### Source data
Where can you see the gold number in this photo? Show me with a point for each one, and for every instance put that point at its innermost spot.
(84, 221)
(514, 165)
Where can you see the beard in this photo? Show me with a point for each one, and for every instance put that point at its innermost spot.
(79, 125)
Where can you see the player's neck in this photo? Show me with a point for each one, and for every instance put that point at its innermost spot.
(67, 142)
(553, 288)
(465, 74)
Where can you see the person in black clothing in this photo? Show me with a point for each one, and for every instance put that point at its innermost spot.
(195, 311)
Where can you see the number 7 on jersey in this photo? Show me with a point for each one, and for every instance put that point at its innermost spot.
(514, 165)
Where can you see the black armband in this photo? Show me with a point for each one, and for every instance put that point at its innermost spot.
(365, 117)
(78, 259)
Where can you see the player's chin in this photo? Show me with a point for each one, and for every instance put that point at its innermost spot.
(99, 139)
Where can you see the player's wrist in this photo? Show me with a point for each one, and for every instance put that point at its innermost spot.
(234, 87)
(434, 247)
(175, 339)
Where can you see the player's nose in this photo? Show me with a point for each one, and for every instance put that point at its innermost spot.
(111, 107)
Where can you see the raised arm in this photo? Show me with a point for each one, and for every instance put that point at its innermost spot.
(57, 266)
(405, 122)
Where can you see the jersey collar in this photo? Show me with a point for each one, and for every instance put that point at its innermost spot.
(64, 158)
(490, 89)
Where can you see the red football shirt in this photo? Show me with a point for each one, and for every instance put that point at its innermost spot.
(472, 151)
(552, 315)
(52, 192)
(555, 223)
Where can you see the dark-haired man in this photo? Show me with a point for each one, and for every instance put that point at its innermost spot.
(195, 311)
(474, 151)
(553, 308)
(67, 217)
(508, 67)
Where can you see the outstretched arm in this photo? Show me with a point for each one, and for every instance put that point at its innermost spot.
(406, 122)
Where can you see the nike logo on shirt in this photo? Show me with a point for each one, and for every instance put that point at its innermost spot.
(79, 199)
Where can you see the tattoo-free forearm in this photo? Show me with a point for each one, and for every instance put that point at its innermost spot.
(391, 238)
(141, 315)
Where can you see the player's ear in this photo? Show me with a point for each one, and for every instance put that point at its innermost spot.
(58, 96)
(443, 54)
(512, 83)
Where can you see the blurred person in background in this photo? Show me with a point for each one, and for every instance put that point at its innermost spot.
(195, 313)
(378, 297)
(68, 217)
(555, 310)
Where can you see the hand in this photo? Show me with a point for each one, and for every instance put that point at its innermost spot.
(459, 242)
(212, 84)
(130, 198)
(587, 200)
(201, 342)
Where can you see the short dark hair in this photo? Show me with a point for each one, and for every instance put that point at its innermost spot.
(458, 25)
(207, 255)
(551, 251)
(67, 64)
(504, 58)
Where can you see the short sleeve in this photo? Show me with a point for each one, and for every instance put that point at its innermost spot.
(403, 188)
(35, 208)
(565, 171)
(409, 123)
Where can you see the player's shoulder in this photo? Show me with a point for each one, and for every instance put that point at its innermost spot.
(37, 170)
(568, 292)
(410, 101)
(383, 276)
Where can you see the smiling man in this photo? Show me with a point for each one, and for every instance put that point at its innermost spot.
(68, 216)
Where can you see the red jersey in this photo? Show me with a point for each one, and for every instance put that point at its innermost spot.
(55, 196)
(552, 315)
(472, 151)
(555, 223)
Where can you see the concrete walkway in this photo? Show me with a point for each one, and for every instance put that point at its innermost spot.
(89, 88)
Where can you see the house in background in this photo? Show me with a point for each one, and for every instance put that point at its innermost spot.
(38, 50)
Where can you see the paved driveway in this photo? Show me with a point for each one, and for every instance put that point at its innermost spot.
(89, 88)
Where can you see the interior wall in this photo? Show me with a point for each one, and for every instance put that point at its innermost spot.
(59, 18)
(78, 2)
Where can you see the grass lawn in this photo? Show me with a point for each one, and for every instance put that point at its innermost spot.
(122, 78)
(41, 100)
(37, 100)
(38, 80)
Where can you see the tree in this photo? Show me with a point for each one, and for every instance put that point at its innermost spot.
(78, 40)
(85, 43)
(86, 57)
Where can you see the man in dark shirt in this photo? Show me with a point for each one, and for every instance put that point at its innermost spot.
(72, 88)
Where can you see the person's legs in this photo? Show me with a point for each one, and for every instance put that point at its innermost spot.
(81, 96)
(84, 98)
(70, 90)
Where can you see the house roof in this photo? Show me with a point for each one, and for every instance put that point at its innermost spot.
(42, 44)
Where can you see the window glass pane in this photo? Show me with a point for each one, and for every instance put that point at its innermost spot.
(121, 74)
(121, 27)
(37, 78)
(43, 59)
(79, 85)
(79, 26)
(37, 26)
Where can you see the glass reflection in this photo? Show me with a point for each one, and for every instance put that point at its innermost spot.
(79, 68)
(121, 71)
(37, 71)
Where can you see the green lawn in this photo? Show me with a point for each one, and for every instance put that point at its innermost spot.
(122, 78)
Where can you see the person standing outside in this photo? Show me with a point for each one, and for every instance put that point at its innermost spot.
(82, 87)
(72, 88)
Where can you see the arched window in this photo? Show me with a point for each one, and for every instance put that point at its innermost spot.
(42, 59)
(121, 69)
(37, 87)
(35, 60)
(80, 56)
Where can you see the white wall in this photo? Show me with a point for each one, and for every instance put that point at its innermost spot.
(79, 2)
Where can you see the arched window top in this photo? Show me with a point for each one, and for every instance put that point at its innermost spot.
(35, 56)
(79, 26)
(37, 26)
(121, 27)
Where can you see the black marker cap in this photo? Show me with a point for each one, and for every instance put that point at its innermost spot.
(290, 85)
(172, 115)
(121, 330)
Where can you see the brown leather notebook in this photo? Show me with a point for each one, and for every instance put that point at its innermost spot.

### THE REQUEST
Print every line of the records exactly. Omit nothing.

### RESPONSE TO THIS TASK
Where can you see the gold number in this photo? Show me with a point for each one, and for every instance put that point at its innermost spot.
(84, 221)
(514, 165)
Where can you see the beard in this photo? Show me with a point for each one, and for every instance put that point at its innermost spot.
(79, 125)
Where can you see the player's neck in this photo? Show me with a point for each one, and for every instance put that point at its innermost spot.
(67, 142)
(553, 288)
(465, 74)
Where can you see the person in black clothing in this photo? Show me with a point for each one, and for every instance put that point at its innermost spot.
(195, 311)
Where can you see the number 7 on jersey in this photo? Show me with a point for each one, and for every instance put that point at its innermost spot.
(514, 165)
Where can you see the black armband in this photo? Show me with a point for each one, and for every instance put that point at its innermost spot.
(365, 117)
(78, 259)
Where can you see the player's chin in this photo? Show me with a point for each one, and for every instance put that point at its innermost spot.
(99, 139)
Where can you see the player's wrist in this photo? Show me with a point for each one, and for every instance put that point at its innermost spot.
(234, 87)
(434, 247)
(175, 339)
Where can you see the player's nose in this photo? Show me with a point for each one, and for every instance put that point at its innermost spot.
(111, 107)
Where can you see the raised arm in this photo? Show me with a point for each one, and for every instance put that point at its innermost spot.
(57, 266)
(405, 122)
Where can you see the jersey collar in this photo? Show me with a point for each one, and for every instance put that point at its innermost spot.
(64, 158)
(490, 89)
Where can you see the red football shirt in this photo? Show me with a point for each one, and for every instance put that point at its innermost spot.
(472, 151)
(552, 315)
(52, 192)
(555, 223)
Where can you see the dark-haired man in this photo? Show me with a point for each one, and for every instance put that point at its innermost spot.
(195, 311)
(474, 151)
(553, 308)
(67, 217)
(508, 67)
Where can you see the outstretched arm in this photo? Show me with a point for each one, and for every instance put that point at its innermost spot.
(406, 122)
Where can you see the nike logo on shirt in this photo? Show me with a point for each one, and for every instance put that point at its innermost spot.
(79, 199)
Where can you see the tattoo-free forearm in this photo? Show me with a point for each one, and for every instance put that point at its innermost spot.
(391, 238)
(141, 315)
Where can you see the player's ear in this photo? Show me with a point for each one, and for every instance put that point at its innermost spot.
(58, 96)
(443, 54)
(512, 83)
Where can you see the blurred person in background in this photo? Show me with a point for each one, and for every instance put that point at its innermost spot.
(195, 313)
(378, 297)
(68, 217)
(555, 310)
Where can you see the hand in this photo? Show me with a point for each one, and for every instance put that point at its innermost spot.
(459, 242)
(212, 84)
(130, 198)
(587, 200)
(201, 342)
Where can you see the short dark hair in this photo? Show me with a point for each one, and for every instance put that point at its innermost spot.
(458, 25)
(207, 255)
(551, 251)
(67, 64)
(504, 58)
Where can you see the short sleeve in this photo? Show me with a point for each one, and for every instance put that point at its innermost spot.
(403, 188)
(35, 208)
(565, 171)
(409, 123)
Where can you see the player's shoulder in this photo? Show me with a point for each one, and for every instance put that point at its innermost spot.
(37, 170)
(568, 292)
(410, 101)
(383, 276)
Where can you see the smiling man in this photo? Show me with a point for each one, and for every instance put that point at its innermost spot.
(68, 216)
Where can you see the red jersey in this photo? Show me with a point for each one, and for every instance put that point at its innermost spot.
(55, 196)
(552, 315)
(472, 151)
(555, 223)
Where can you see the concrete walkway in this photo? Show me with a point for each one, and for every instance put that point at its innermost spot.
(89, 88)
Where can you see the house in background in this photo? Show me with a point for each one, and for every instance put that point at its innermost spot.
(38, 50)
Where can you see the paved driveway in this photo? Show me with a point for each one, and for every instance put that point at its innermost spot.
(89, 88)
Where can you see the interior wall in this photo? Show me with a point for each one, and for every instance put that point at its innermost spot.
(59, 18)
(78, 2)
Where can you see the grass lawn in this photo? Show me with a point for each one, and for every instance put that point at its innermost spot.
(122, 78)
(41, 100)
(37, 100)
(38, 80)
Where can you see the tree in this photo? Show me with a point for each one, and for every instance put that point at its innermost spot.
(78, 40)
(85, 43)
(86, 57)
Where can you see the man in dark shirt in this photo? Show me with a point for each one, and for every instance put that point at its innermost spot.
(72, 88)
Where can you see the person's legs in this photo? Show me with a point for each one, and for every instance put that point at its innermost spot.
(81, 96)
(84, 98)
(70, 90)
Where can you see the house roof in this photo? Show me with a point for each one, and for every instance put that point at its innermost spot.
(42, 44)
Where can you see the window glass pane in this photo? Show me with a point for each one, and for every instance put that point at its innermost spot.
(121, 74)
(121, 27)
(37, 78)
(43, 59)
(79, 85)
(79, 26)
(37, 26)
Where can you see the glass reflection in this photo? Show me with a point for each one, and for every instance put that point at its innermost spot.
(79, 68)
(121, 71)
(37, 71)
Where can you see the green lawn in this photo? Show me with a point for each one, and for every instance put that point at its innermost spot.
(122, 78)
Where can you see the person standing outside in this photo? Show me with a point for each one, and for every instance put that point at its innermost spot.
(82, 87)
(72, 88)
Where can you see the arched window in this photo? Show me with a point for each one, and for every instance put that point at its innermost spot.
(42, 59)
(121, 69)
(37, 87)
(35, 60)
(80, 56)
Where can you see the white wall in this photo? Show me with a point for each one, and for every instance put that point at its innermost spot.
(79, 2)
Where can you see the arched window top in this photo? Show me with a point for each one, and for every instance put that point at its innermost spot.
(35, 56)
(79, 26)
(37, 26)
(121, 27)
Where can you see the black marker cap in this photo? Show me with a point for each one, and for every instance put that point at its innermost spot.
(290, 85)
(172, 115)
(121, 330)
Where can you see the brown leather notebook in this photo? Show me with a point for each one, and for every instance put that point at its innermost spot.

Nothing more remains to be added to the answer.